Reproduce the stretch of the time overlap tool page from "Time Overlap Tool –" through "at a glance.", substituting "contractors" for "freelancers".

Supplied text =

+ + +

Time Overlap Tool – Find Working Hours Between Cities
Select two cities and instantly see the hours when both locations are within their working day. No maths, no back-and-forth — just a clear visual window showing when both sides are available. Perfect for remote workers, freelancers, and global teams who need to know their overlap at a glance.
How to Use the Time Overlap Tool
Using the tool takes seconds:
Select your first city — usually your own location
Select your second city — where your client, collaborator, or teammate is based
Set working hours for each location
The tool instantly shows the shared overlap window — the hours both cities are within their working day
Use that window to plan async handoffs, schedule live check-ins, or simply know when it's reasonable to message someone
About the Time Overlap Tool
A time overlap is the window of hours during which two cities are both within their normal working day at the same time.
For example, London (GMT) and New York (EST) have a 5-hour difference. If both cities work 9am–6pm local time, the overlap is the hours when both windows are simultaneously open — which works out to approximately 2pm–6pm London time (9am–1pm New York time). That's your overlap: a 4-hour window where both sides are available without anyone working outside normal hours.
Some city pairs have generous overlap. Others — particularly those on opposite sides of the world — have very little, or none at all. Knowing your overlap upfront helps you plan your communication and collaboration around it, rather than discovering there's no viable window at the last minute.

+ + +

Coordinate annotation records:

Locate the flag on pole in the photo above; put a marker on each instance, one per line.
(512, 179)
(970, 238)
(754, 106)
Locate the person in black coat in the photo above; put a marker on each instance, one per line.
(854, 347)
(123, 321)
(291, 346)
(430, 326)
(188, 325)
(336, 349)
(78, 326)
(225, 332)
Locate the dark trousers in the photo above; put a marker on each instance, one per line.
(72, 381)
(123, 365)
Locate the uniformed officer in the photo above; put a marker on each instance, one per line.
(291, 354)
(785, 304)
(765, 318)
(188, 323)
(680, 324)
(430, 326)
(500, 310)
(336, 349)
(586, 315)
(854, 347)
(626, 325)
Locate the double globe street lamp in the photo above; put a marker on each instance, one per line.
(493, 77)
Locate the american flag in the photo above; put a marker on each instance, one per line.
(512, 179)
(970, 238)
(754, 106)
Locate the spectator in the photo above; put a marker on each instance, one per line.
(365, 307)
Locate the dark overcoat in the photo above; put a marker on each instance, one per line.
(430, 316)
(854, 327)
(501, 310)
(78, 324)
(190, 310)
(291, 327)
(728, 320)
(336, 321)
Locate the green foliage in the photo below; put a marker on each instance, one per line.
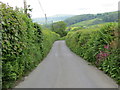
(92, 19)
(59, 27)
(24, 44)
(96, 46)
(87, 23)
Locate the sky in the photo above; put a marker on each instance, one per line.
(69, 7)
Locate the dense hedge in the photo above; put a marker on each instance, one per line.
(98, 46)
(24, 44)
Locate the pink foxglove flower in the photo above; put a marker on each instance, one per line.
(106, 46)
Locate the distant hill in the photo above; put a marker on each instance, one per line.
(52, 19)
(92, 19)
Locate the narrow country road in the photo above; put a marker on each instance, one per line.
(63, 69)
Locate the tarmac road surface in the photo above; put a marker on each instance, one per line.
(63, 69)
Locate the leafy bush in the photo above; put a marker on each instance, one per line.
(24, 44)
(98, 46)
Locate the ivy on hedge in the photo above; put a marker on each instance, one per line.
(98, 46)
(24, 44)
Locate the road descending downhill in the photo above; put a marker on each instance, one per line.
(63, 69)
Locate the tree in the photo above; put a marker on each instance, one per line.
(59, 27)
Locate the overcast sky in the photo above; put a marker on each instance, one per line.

+ + +

Task response =
Time Overlap Tool – Find Working Hours Between Cities
Select two cities and instantly see the hours when both locations are within their working day. No maths, no back-and-forth — just a clear visual window showing when both sides are available. Perfect for remote workers, contractors, and global teams who need to know their overlap at a glance.